Exercise description: Please return everything in the entries below, unchanged, from the line containing "QA review pass — verify and re-annotate every bird's head" down to the line containing "78, 147, 103, 155", including both of those lines.
Source records start
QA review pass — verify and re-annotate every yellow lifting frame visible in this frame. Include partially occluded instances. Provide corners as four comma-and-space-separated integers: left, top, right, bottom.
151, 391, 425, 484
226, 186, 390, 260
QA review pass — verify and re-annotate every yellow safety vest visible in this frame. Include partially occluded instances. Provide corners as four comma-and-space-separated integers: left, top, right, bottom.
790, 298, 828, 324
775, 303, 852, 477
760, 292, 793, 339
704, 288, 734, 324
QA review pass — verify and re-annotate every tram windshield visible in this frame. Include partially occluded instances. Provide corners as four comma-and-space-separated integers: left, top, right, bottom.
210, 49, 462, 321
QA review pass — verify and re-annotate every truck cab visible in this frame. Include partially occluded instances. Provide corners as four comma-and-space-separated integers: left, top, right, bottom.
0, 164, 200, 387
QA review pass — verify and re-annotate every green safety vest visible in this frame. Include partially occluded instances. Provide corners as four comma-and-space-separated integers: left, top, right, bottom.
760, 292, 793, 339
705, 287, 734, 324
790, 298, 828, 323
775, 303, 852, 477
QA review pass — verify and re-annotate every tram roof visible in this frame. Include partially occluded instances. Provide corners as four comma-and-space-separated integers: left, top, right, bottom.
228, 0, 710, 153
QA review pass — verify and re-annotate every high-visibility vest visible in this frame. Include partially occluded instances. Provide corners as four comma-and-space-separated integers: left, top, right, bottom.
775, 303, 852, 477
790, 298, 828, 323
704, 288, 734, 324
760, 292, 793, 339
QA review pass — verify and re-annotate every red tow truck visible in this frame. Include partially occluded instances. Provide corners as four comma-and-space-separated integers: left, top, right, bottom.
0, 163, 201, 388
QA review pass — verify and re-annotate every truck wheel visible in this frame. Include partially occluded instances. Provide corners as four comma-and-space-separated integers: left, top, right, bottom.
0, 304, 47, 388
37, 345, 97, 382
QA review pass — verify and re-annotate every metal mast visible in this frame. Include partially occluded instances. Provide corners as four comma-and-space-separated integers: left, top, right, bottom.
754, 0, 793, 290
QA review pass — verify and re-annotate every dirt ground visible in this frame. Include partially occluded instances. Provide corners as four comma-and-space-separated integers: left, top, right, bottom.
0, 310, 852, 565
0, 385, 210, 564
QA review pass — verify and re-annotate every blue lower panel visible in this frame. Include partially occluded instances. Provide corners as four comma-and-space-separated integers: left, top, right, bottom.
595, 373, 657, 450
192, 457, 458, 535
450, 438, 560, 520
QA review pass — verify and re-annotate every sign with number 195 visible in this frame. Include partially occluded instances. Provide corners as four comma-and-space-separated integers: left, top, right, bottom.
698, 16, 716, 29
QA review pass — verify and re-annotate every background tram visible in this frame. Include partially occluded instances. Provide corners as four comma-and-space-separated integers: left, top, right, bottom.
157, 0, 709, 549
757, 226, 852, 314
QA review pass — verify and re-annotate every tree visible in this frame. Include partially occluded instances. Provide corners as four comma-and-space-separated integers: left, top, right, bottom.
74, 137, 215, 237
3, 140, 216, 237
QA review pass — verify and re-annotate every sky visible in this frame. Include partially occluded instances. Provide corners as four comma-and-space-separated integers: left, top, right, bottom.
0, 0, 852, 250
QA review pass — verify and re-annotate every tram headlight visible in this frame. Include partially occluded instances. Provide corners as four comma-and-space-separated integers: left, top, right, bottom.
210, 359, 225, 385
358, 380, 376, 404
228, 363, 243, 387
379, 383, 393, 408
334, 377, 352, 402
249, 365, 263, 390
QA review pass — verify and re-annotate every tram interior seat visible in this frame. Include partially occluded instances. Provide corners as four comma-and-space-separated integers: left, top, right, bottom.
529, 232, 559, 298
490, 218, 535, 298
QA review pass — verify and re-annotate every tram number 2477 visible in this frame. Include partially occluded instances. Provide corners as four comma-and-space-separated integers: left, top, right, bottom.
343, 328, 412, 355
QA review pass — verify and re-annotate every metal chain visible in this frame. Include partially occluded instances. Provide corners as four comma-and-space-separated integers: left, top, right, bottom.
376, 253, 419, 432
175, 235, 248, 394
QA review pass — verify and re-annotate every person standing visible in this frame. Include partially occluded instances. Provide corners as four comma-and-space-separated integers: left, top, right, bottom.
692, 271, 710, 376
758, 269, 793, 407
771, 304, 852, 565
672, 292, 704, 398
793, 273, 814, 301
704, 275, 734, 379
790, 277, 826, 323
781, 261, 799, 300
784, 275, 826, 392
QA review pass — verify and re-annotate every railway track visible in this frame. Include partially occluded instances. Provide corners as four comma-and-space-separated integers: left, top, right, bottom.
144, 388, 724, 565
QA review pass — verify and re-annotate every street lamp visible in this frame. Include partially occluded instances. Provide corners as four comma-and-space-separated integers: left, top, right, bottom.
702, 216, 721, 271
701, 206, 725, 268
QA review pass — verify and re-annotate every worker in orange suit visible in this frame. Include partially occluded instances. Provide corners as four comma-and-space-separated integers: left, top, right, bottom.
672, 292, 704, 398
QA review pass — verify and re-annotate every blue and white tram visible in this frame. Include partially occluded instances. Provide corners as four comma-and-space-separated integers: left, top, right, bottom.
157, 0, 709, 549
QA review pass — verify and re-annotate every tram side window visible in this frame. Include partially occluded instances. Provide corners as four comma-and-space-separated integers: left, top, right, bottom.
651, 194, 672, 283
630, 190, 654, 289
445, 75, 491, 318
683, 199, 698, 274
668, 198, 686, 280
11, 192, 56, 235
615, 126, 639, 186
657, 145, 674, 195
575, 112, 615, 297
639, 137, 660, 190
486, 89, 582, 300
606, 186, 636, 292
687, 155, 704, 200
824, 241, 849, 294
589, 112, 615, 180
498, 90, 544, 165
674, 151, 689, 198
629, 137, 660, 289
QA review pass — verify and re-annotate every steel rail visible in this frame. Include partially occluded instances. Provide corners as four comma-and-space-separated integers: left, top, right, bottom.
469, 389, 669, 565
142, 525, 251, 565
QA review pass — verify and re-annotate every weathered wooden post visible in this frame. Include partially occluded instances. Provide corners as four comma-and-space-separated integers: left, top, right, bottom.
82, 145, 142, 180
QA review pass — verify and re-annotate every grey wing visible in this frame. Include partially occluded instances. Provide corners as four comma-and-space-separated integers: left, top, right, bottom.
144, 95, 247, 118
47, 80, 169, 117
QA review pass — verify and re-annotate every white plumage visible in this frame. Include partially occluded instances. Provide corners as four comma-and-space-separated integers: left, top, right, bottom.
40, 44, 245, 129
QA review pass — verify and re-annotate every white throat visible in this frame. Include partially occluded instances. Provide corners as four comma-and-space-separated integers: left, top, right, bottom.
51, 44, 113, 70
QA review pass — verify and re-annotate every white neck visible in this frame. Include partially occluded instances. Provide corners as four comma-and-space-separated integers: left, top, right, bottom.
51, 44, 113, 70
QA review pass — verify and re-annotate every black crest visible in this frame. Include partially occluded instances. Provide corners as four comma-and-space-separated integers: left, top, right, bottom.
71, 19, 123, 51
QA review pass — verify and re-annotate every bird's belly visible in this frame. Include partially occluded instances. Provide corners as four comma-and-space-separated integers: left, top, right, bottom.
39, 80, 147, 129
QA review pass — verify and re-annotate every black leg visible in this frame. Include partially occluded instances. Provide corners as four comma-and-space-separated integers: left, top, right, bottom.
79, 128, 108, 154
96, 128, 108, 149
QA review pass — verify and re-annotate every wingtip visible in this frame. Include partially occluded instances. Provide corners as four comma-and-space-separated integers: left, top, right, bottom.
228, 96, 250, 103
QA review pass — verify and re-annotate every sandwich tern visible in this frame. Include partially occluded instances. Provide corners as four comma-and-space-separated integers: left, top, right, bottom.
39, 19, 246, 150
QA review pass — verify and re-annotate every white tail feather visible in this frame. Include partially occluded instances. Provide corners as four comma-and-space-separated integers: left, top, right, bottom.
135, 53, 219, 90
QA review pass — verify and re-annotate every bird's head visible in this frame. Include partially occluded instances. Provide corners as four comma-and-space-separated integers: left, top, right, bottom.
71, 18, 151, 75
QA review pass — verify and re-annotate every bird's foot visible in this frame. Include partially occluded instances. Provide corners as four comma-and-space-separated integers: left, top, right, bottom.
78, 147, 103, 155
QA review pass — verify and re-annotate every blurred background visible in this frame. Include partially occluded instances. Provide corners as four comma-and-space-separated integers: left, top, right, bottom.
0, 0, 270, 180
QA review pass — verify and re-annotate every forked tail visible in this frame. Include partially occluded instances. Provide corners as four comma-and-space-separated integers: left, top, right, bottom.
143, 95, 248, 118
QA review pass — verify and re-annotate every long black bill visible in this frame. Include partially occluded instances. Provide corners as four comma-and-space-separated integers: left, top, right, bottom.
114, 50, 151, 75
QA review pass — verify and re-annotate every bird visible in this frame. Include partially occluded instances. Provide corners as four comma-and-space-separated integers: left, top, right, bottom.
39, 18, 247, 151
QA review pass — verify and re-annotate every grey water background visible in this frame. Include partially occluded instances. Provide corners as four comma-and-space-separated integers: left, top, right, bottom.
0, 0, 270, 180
Source records end
Solution to the exercise:
QA review pass — verify and re-annotate every bird's head visible in this frame. Include partially occluded instances. Provide corners as four comma-and-space-separated integers: left, top, right, bottom.
71, 18, 151, 75
QA review pass — verify and re-annotate every bird's foot visible in this frame. Include partially occluded instances. Provide corners as four comma-and-space-separated integers: left, top, right, bottom.
78, 147, 103, 155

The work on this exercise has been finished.